● **Work order**:
When writing out the listing below, reproduce every word exactly and skip the pictures.

======== Exercise inputs ========

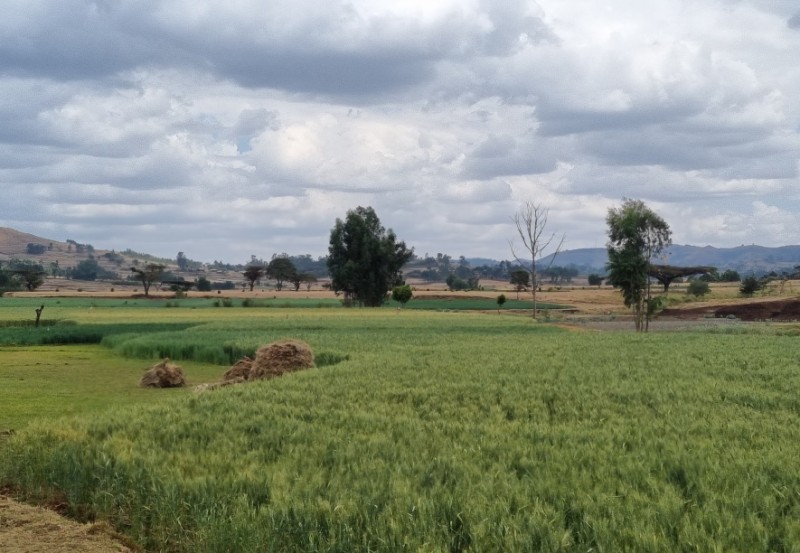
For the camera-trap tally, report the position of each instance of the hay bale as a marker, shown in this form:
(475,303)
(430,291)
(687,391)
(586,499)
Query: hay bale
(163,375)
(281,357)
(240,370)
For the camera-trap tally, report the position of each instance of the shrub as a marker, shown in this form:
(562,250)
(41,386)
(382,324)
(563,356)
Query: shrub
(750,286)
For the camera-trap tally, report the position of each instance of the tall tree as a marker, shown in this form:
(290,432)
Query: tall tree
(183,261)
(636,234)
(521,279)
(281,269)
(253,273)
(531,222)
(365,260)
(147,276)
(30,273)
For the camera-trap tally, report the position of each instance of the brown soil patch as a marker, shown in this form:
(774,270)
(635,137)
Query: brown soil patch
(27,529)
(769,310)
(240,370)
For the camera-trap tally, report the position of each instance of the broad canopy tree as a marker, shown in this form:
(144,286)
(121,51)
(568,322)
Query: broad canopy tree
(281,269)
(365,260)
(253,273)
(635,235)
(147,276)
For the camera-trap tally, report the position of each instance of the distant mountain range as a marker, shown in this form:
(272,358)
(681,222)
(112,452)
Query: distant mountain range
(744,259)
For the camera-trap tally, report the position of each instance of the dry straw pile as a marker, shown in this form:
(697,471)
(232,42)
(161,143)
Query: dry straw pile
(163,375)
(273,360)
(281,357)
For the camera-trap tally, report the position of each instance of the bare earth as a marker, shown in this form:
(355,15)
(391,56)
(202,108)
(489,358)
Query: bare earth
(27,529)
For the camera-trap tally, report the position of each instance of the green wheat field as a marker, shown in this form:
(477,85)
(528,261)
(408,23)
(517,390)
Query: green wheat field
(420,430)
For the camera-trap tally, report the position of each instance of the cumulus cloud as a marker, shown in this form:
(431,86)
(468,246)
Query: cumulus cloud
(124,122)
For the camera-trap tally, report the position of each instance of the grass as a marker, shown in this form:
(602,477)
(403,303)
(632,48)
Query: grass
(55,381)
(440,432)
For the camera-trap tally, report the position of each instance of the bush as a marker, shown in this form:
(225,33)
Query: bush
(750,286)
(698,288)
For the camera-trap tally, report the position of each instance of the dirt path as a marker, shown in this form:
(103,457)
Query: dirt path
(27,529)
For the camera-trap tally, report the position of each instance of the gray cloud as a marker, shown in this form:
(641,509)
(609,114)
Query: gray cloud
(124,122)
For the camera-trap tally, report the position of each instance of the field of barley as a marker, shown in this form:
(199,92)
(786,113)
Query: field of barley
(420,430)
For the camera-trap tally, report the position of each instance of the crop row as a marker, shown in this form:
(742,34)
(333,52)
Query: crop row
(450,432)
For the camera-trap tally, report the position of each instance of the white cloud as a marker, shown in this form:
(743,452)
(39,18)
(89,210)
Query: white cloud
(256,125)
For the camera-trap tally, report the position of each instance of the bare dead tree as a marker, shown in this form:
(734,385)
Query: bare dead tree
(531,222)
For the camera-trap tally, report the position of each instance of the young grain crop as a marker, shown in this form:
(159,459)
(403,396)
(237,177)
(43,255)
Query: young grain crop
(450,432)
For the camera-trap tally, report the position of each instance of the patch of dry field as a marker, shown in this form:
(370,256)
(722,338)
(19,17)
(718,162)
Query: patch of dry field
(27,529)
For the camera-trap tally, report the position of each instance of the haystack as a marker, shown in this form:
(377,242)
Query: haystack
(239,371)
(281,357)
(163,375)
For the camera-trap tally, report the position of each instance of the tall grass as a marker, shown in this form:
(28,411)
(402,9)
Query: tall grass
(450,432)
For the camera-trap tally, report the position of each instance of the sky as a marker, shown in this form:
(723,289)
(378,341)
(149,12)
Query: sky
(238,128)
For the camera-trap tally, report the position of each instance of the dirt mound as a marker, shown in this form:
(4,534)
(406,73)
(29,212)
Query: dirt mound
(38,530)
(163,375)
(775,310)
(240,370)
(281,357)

========

● **Answer to the problem**:
For the camera-trap tally, report the position of each instance of the hay bale as a marker, shown in this form:
(475,303)
(430,291)
(687,391)
(586,499)
Query: hay bale
(163,375)
(281,357)
(240,370)
For the camera-trap tally, report the position of each instance of the shrub as a marker, shown in this form:
(562,250)
(41,386)
(382,324)
(563,356)
Query: shrub
(750,286)
For the camera-trap tally, report the position of each instance of the tall tree as a marker, shown in this form:
(290,432)
Query: tall tree
(183,261)
(636,234)
(521,279)
(281,269)
(253,273)
(531,222)
(365,260)
(147,276)
(30,273)
For the camera-trap tally, report the position of each instance of the brown soil patch as a marker, shown in this form:
(774,270)
(635,137)
Query: brown soil patch
(27,529)
(769,310)
(240,370)
For the camera-trap tally, report the position of each instance of the broad canopy tree as a marker, shown in this form:
(144,286)
(121,51)
(568,322)
Query: broad canopy tree
(281,269)
(365,260)
(253,273)
(635,235)
(147,276)
For the camera-trap tally, report the position of each instance of the distant mountain range as a marker, shown in this form:
(272,358)
(681,222)
(112,452)
Query: distant mountain range
(744,259)
For the camera-trap tally, report the position of each instance of the dry straw pile as a marker, shown in this form:
(697,471)
(232,42)
(161,143)
Query: dry straw pile
(163,375)
(273,360)
(281,357)
For the camera-trap tally, report the position of each instance of the bare earth as a marker, shown in this form:
(355,15)
(391,56)
(202,108)
(489,358)
Query: bare earth
(27,529)
For the camera-trap tally, report the position of each instance of the green wheat field as a marker, shown in this form:
(477,85)
(528,261)
(408,23)
(517,390)
Query: green wheat field
(420,430)
For the camera-trap tally, report the position of each instance of the cumulus cloud as a marker, shown in this form:
(431,86)
(468,246)
Query: cumulus cloud
(124,122)
For the camera-trap tally, report the position of each instance of the grass as a marker, shown in this form:
(602,477)
(403,303)
(632,48)
Query: grass
(55,381)
(440,432)
For the camera-trap tally, report the position of each instance of the bush as a marker, shown in this form:
(225,33)
Query: bush
(750,286)
(698,288)
For the camera-trap tally, report the position of each instance of the dirt path as a marker, shown in this form:
(103,457)
Query: dirt path
(27,529)
For the camera-trap tally, report the position of each instance of the gray cloud as a marker, shown in this form:
(641,509)
(609,114)
Query: gray cloud
(124,122)
For the camera-trap tally, report the position of each instance of the field of barley as a marker, shown in this form:
(199,92)
(786,113)
Query: field of barley
(420,430)
For the camera-trap tally, report the position of each instance of the crop row as a marker, shown in this form:
(742,34)
(333,52)
Query: crop row
(450,432)
For the camera-trap tally, report the position of each instance of the white cloud as a marker, shown in this form:
(743,452)
(39,18)
(89,210)
Query: white cloud
(256,125)
For the camera-trap tally, report the position of each instance of the bare dead tree as a marker, shown in this form:
(734,385)
Query: bare dead tree
(531,222)
For the camera-trap tally, report the position of each instance of the young grain crop as a marker, shown in this form:
(159,459)
(403,396)
(237,177)
(43,255)
Query: young grain crop
(450,432)
For the camera-trap tally, report the position of each instance of the patch of dry field as a marker, shown in this form:
(370,256)
(722,338)
(19,17)
(718,162)
Query: patch of dry field
(27,529)
For the camera-trap tally, report the position of each instance of the haystack as a marker, shown in this form:
(377,242)
Query: haystack
(239,371)
(281,357)
(163,375)
For the camera-trap tally, report the position of each instance of the tall grass as a marker, shown in this form:
(28,411)
(402,9)
Query: tall grass
(450,432)
For the camera-trap tally, report the position of each instance of the sky as a marker, shown in this form:
(723,289)
(378,341)
(149,12)
Query: sky
(238,128)
For the camera-trap tally, report the position of each instance of the dirt mound as a marker, shown in this form:
(4,534)
(406,73)
(29,212)
Query: dirt mound
(38,530)
(163,375)
(775,310)
(240,370)
(281,357)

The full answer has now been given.